Brief: Please print the lines below without any change, beginning at the line that contains "the garage wall" and stopping after the line that contains "0,136 -> 902,283".
-- Start Data section --
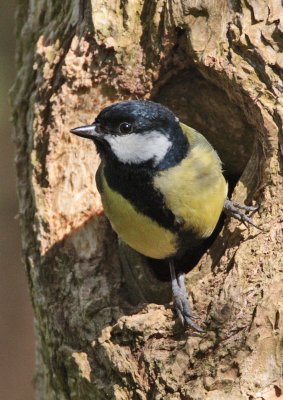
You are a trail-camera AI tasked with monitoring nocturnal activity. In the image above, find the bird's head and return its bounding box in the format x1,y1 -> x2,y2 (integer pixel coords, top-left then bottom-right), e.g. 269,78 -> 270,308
71,100 -> 188,168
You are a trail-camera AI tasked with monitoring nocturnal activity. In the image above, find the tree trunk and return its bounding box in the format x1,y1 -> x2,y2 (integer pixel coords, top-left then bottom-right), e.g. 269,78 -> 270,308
12,0 -> 283,400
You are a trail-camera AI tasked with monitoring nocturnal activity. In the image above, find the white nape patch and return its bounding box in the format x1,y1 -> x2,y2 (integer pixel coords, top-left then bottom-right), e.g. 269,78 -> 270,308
104,131 -> 172,165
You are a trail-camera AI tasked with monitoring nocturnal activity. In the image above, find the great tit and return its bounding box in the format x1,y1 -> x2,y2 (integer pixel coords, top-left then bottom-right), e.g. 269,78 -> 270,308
71,100 -> 260,332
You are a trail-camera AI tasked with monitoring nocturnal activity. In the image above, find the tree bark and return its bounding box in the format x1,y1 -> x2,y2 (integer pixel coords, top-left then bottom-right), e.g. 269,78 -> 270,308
12,0 -> 283,400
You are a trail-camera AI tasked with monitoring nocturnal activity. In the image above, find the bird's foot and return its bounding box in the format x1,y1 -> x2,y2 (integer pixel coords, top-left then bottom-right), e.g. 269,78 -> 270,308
223,199 -> 262,230
170,261 -> 204,333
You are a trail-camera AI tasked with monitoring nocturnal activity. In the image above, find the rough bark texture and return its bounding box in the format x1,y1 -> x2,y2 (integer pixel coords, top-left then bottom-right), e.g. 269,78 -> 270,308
12,0 -> 283,400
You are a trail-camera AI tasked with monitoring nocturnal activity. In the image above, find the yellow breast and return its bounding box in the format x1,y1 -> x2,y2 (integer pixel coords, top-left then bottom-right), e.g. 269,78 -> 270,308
154,124 -> 230,238
101,173 -> 177,259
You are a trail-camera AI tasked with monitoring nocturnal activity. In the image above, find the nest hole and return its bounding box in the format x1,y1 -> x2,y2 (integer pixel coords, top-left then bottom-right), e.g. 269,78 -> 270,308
148,68 -> 255,280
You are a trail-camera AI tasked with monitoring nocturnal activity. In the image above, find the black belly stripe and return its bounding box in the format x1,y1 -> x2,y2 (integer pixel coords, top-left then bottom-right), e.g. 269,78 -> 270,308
97,161 -> 180,232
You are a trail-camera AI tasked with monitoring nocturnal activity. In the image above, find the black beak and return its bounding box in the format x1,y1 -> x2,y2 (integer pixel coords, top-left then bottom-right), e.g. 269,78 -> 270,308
70,124 -> 99,139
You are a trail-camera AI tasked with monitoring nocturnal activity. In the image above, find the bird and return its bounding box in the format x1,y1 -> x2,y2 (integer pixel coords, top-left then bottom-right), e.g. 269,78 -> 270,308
71,100 -> 257,332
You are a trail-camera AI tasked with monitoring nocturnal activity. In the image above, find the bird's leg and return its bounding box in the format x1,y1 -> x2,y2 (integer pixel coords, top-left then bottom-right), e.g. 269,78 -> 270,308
223,199 -> 261,230
169,260 -> 204,332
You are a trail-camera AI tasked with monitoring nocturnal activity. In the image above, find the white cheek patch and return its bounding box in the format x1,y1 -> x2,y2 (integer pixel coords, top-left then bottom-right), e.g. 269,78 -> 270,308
104,131 -> 172,165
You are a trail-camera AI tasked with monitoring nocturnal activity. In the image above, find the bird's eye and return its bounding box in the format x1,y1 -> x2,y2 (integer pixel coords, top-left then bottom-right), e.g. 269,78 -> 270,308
119,122 -> 133,135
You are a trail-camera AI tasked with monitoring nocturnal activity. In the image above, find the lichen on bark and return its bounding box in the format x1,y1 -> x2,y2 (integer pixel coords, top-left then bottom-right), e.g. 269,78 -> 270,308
12,0 -> 283,400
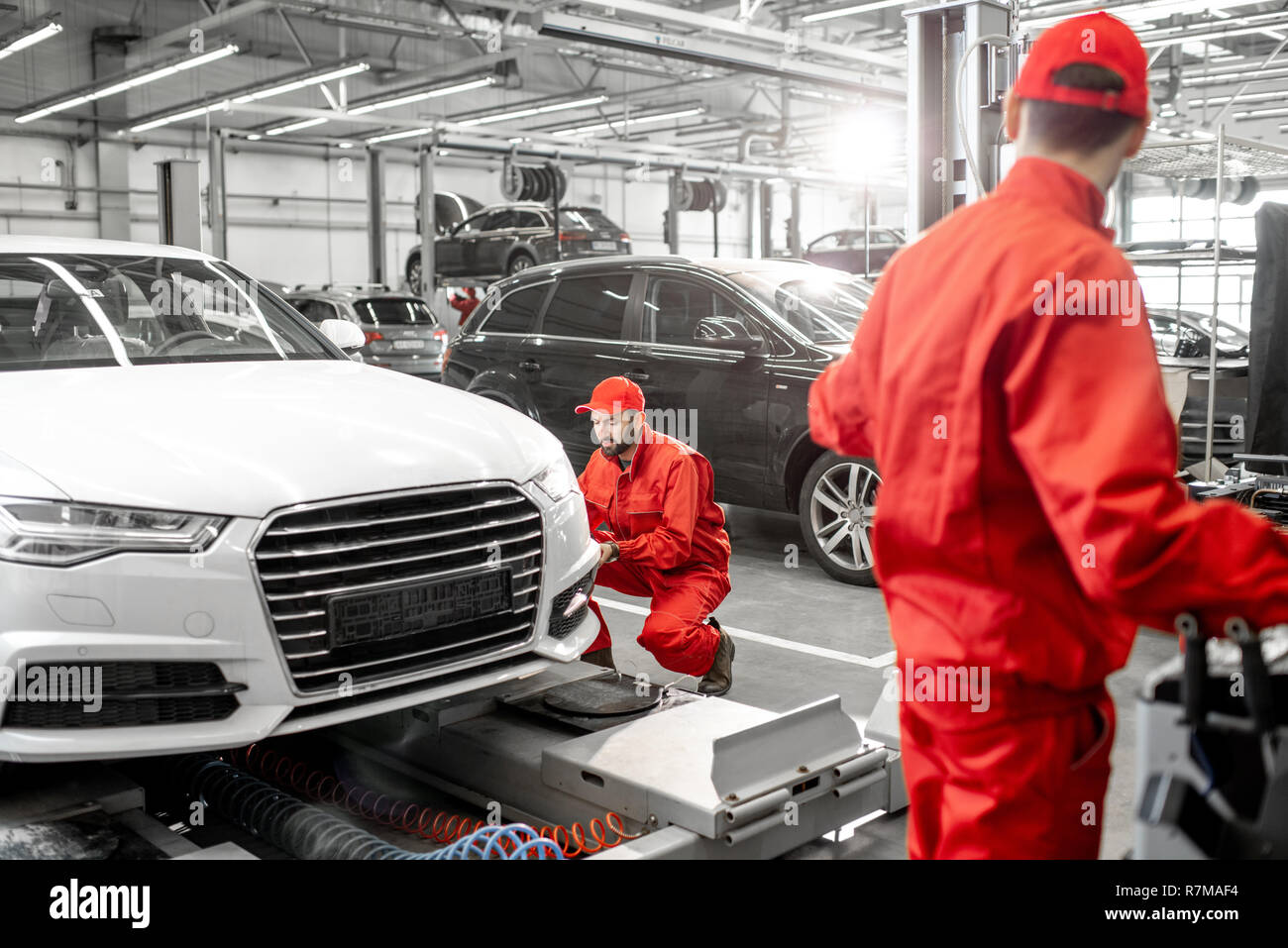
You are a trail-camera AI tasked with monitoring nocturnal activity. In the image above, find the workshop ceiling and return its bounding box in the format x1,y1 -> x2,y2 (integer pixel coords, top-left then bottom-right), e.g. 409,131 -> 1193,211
0,0 -> 1288,181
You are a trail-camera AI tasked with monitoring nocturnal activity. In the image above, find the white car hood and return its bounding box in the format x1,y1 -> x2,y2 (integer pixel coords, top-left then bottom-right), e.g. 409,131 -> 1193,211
0,361 -> 563,518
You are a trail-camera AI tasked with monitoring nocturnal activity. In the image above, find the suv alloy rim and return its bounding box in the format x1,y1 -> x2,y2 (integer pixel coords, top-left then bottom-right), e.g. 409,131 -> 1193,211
808,461 -> 881,571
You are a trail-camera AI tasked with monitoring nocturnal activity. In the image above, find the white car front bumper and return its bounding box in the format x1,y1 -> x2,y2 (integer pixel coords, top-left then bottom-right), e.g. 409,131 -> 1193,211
0,485 -> 597,761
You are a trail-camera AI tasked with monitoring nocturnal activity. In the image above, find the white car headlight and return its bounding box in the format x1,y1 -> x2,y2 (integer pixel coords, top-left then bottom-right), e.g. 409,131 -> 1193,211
0,497 -> 227,567
532,455 -> 580,500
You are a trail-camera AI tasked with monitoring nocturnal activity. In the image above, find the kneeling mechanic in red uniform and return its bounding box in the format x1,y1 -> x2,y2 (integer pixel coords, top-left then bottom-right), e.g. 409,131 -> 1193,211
577,374 -> 734,694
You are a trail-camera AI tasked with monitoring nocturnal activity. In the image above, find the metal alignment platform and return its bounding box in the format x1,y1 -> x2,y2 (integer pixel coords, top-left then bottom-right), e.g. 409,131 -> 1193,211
0,662 -> 903,859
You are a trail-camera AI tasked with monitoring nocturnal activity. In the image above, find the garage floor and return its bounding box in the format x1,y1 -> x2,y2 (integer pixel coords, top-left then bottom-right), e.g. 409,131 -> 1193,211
599,507 -> 1177,859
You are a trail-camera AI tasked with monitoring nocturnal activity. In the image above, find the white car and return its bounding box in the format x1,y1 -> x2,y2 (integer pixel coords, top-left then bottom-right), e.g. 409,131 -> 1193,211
0,236 -> 597,761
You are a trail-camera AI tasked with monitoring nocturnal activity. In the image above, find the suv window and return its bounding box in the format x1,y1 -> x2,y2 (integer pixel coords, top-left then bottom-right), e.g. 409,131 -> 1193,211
291,300 -> 343,323
353,297 -> 438,326
483,210 -> 518,231
541,273 -> 631,339
481,283 -> 550,335
458,211 -> 490,233
805,233 -> 844,254
644,277 -> 764,345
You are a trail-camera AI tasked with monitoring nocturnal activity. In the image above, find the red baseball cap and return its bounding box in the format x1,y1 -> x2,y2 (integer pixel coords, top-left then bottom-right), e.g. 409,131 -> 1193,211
1013,12 -> 1149,119
576,374 -> 644,415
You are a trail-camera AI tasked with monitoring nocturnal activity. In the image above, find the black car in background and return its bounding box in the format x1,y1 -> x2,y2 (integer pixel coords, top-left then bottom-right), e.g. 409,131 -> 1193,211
403,190 -> 483,293
1147,309 -> 1249,468
443,257 -> 881,584
284,284 -> 448,381
803,227 -> 906,274
407,202 -> 631,291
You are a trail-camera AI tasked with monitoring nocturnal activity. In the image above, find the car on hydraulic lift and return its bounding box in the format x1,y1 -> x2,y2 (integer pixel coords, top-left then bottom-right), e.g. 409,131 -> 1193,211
1147,309 -> 1249,468
0,236 -> 597,763
407,201 -> 631,292
803,227 -> 909,274
284,283 -> 448,381
443,257 -> 881,586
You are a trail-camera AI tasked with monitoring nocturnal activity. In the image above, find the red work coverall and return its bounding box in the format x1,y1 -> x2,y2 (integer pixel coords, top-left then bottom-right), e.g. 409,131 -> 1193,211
577,424 -> 729,677
810,158 -> 1288,858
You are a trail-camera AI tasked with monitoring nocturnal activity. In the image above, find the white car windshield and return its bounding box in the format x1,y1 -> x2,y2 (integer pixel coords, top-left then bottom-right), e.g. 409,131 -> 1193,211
729,264 -> 872,345
0,254 -> 343,370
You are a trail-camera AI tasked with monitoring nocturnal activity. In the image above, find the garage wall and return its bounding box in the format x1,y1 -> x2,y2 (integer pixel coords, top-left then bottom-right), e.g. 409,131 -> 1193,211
0,136 -> 902,283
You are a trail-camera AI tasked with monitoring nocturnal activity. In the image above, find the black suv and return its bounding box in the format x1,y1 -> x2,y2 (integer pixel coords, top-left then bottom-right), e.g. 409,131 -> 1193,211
407,203 -> 631,288
443,257 -> 881,584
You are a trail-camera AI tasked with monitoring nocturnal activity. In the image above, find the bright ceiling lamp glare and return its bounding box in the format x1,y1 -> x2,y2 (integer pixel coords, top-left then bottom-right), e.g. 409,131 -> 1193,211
456,95 -> 608,126
364,126 -> 434,145
14,43 -> 239,125
802,0 -> 909,23
232,63 -> 371,106
1020,0 -> 1261,30
0,13 -> 63,59
550,107 -> 703,136
265,117 -> 327,136
349,76 -> 496,115
130,63 -> 370,132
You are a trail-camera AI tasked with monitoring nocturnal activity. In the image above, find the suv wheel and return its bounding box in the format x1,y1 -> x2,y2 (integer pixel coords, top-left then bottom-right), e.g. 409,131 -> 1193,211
407,253 -> 421,296
505,252 -> 536,277
798,451 -> 881,586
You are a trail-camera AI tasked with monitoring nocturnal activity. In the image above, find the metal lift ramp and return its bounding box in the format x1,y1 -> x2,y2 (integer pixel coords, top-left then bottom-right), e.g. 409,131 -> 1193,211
334,662 -> 892,859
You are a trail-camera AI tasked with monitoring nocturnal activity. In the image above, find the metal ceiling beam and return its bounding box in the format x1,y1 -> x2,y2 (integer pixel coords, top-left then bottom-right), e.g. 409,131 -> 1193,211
541,13 -> 905,95
129,0 -> 277,55
577,0 -> 906,72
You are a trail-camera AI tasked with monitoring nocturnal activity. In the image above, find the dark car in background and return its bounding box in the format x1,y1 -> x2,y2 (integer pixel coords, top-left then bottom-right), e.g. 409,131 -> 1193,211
443,257 -> 881,584
1149,309 -> 1249,468
286,284 -> 448,380
403,190 -> 483,293
407,202 -> 631,290
804,227 -> 907,274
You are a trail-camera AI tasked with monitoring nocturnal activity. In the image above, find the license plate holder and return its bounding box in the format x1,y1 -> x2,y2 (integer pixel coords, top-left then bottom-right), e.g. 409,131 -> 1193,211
327,570 -> 514,648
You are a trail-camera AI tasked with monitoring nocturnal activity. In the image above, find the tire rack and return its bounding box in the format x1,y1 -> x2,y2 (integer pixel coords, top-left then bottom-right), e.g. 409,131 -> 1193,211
667,171 -> 729,257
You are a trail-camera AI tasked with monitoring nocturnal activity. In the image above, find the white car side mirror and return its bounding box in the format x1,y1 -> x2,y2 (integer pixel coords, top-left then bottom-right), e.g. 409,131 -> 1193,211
318,319 -> 368,352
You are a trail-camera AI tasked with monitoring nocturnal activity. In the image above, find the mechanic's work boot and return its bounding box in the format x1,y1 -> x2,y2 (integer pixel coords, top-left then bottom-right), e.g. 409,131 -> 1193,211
581,647 -> 617,671
698,617 -> 734,696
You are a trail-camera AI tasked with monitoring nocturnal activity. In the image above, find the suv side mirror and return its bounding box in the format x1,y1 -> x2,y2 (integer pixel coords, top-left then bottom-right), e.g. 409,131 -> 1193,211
693,317 -> 761,353
318,319 -> 368,353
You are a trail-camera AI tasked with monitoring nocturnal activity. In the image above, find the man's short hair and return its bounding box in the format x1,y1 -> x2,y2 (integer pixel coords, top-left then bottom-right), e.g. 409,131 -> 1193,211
1021,63 -> 1140,155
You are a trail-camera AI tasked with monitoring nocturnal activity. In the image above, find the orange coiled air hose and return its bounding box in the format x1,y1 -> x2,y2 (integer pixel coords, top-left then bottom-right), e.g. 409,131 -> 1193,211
228,745 -> 641,858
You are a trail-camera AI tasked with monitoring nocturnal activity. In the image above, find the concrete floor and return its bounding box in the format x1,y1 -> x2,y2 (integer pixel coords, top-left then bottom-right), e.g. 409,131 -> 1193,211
599,507 -> 1177,859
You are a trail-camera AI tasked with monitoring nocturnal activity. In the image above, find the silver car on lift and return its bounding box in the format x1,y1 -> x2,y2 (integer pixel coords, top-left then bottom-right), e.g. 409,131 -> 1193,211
286,283 -> 448,381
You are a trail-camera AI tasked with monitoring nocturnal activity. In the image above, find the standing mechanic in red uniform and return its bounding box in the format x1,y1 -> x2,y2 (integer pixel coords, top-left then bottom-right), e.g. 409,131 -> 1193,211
810,13 -> 1288,858
577,374 -> 734,694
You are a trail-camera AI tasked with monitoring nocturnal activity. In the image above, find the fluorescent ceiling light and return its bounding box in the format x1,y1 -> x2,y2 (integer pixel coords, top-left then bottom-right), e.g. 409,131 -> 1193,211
265,117 -> 329,136
14,43 -> 239,125
130,99 -> 228,132
456,95 -> 608,125
130,63 -> 371,132
1140,26 -> 1266,49
0,14 -> 63,59
802,0 -> 909,23
365,126 -> 434,145
551,107 -> 702,136
349,76 -> 496,115
226,63 -> 371,106
1020,0 -> 1261,29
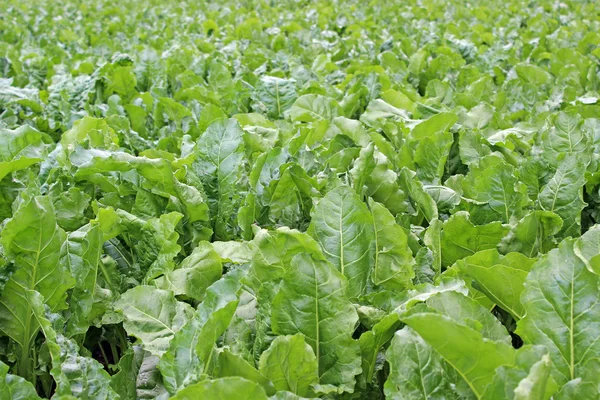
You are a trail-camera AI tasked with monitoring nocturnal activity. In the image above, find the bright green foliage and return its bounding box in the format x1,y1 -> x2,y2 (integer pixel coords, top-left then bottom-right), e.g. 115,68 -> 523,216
0,0 -> 600,400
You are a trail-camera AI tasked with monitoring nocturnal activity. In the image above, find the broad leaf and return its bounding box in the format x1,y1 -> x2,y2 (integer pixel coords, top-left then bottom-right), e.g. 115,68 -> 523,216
517,235 -> 600,384
271,254 -> 361,392
308,186 -> 375,298
259,334 -> 319,396
0,196 -> 75,378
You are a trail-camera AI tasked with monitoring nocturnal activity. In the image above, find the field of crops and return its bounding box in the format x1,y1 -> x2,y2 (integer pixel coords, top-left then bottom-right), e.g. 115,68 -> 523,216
0,0 -> 600,400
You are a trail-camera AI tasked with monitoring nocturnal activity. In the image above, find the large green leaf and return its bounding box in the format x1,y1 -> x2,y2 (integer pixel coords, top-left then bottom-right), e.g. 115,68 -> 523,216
158,273 -> 240,394
155,242 -> 223,300
358,313 -> 400,383
308,186 -> 375,298
483,346 -> 558,400
288,94 -> 342,122
499,210 -> 563,257
401,306 -> 515,398
246,227 -> 323,290
172,376 -> 267,400
115,286 -> 192,356
462,155 -> 529,223
0,361 -> 40,400
259,334 -> 319,396
517,235 -> 600,384
370,202 -> 415,290
350,144 -> 407,214
539,155 -> 587,238
384,326 -> 449,400
271,253 -> 361,392
26,291 -> 119,400
62,222 -> 103,335
0,125 -> 45,180
457,249 -> 536,319
441,211 -> 509,265
254,76 -> 298,118
193,119 -> 244,240
0,196 -> 75,378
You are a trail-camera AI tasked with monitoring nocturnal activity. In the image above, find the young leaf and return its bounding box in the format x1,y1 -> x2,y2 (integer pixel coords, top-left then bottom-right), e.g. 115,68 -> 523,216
0,196 -> 75,378
271,253 -> 361,392
171,376 -> 267,400
370,202 -> 415,290
384,326 -> 449,400
441,211 -> 509,266
115,286 -> 192,356
308,186 -> 375,298
400,306 -> 515,398
457,249 -> 536,319
193,119 -> 244,240
258,334 -> 319,396
158,273 -> 240,394
517,235 -> 600,385
26,290 -> 119,400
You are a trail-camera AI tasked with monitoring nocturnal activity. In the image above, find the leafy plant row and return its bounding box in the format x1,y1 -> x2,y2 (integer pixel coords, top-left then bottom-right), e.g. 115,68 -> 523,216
0,0 -> 600,400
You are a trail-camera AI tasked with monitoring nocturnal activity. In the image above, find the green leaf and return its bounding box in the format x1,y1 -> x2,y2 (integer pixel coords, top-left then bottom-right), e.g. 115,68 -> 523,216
457,249 -> 536,319
384,326 -> 449,400
308,186 -> 375,298
171,376 -> 267,400
214,349 -> 276,395
483,345 -> 558,400
498,210 -> 563,257
441,211 -> 509,266
288,94 -> 343,122
540,111 -> 590,165
193,119 -> 244,240
258,334 -> 319,396
0,361 -> 40,400
246,227 -> 323,290
358,313 -> 401,384
154,242 -> 223,300
158,274 -> 240,394
401,307 -> 515,398
110,346 -> 144,400
573,225 -> 600,275
254,76 -> 298,119
268,164 -> 320,230
400,168 -> 439,222
350,144 -> 407,214
426,291 -> 511,344
517,235 -> 600,385
26,291 -> 119,400
462,155 -> 529,223
410,113 -> 458,140
115,286 -> 192,356
0,125 -> 45,180
271,253 -> 361,392
61,221 -> 104,336
0,196 -> 75,379
370,202 -> 415,290
538,155 -> 587,238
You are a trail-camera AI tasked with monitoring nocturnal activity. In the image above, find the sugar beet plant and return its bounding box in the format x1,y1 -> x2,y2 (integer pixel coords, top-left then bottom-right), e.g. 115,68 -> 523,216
0,0 -> 600,400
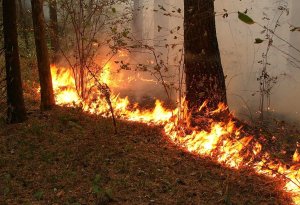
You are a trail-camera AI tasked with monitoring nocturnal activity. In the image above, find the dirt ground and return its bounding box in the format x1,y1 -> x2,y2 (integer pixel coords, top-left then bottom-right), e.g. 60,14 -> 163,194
0,107 -> 291,205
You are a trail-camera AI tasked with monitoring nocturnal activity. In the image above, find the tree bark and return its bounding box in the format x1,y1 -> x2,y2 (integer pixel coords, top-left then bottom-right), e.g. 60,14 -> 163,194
133,0 -> 144,40
49,0 -> 59,63
2,0 -> 26,123
18,0 -> 29,50
31,0 -> 55,110
184,0 -> 227,112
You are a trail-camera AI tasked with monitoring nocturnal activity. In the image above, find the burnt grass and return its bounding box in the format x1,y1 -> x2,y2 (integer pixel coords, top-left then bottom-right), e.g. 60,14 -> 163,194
0,107 -> 291,205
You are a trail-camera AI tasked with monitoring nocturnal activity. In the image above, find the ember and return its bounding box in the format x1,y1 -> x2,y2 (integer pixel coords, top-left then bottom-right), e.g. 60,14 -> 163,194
51,65 -> 300,204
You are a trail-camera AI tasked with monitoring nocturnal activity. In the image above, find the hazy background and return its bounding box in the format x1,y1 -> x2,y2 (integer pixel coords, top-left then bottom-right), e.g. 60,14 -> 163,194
22,0 -> 300,122
136,0 -> 300,121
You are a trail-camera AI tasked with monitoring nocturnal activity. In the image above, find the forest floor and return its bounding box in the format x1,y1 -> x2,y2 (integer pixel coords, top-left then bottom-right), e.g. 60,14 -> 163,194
0,94 -> 294,205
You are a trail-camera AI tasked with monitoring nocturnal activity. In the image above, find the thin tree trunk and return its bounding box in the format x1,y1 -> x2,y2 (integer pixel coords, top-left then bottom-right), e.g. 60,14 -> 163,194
31,0 -> 55,110
49,0 -> 59,63
133,0 -> 143,40
18,0 -> 29,50
184,0 -> 227,111
2,0 -> 26,123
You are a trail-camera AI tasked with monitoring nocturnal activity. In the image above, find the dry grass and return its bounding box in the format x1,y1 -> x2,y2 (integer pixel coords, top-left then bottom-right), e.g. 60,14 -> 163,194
0,106 -> 290,205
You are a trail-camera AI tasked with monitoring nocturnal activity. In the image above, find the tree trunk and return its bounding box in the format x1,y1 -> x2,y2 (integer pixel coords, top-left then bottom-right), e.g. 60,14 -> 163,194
49,0 -> 59,63
18,0 -> 29,50
184,0 -> 227,112
133,0 -> 144,40
31,0 -> 55,110
2,0 -> 26,123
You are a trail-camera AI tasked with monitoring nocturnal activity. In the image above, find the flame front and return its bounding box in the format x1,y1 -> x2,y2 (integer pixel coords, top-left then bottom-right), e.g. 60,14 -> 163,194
51,65 -> 300,204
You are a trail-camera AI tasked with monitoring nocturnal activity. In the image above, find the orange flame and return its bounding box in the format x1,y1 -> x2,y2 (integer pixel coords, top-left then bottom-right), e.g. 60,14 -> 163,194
-- End Data section --
Exercise answer:
You are a trail-camera AI tasked with monitoring nocturnal activity. In the image above, find the garage wall and return its bounding box in the format x1,y1 -> x2,y2 (integer pixel coords, top-left then bottom-right), e.g. 409,131 -> 1193,211
0,136 -> 902,283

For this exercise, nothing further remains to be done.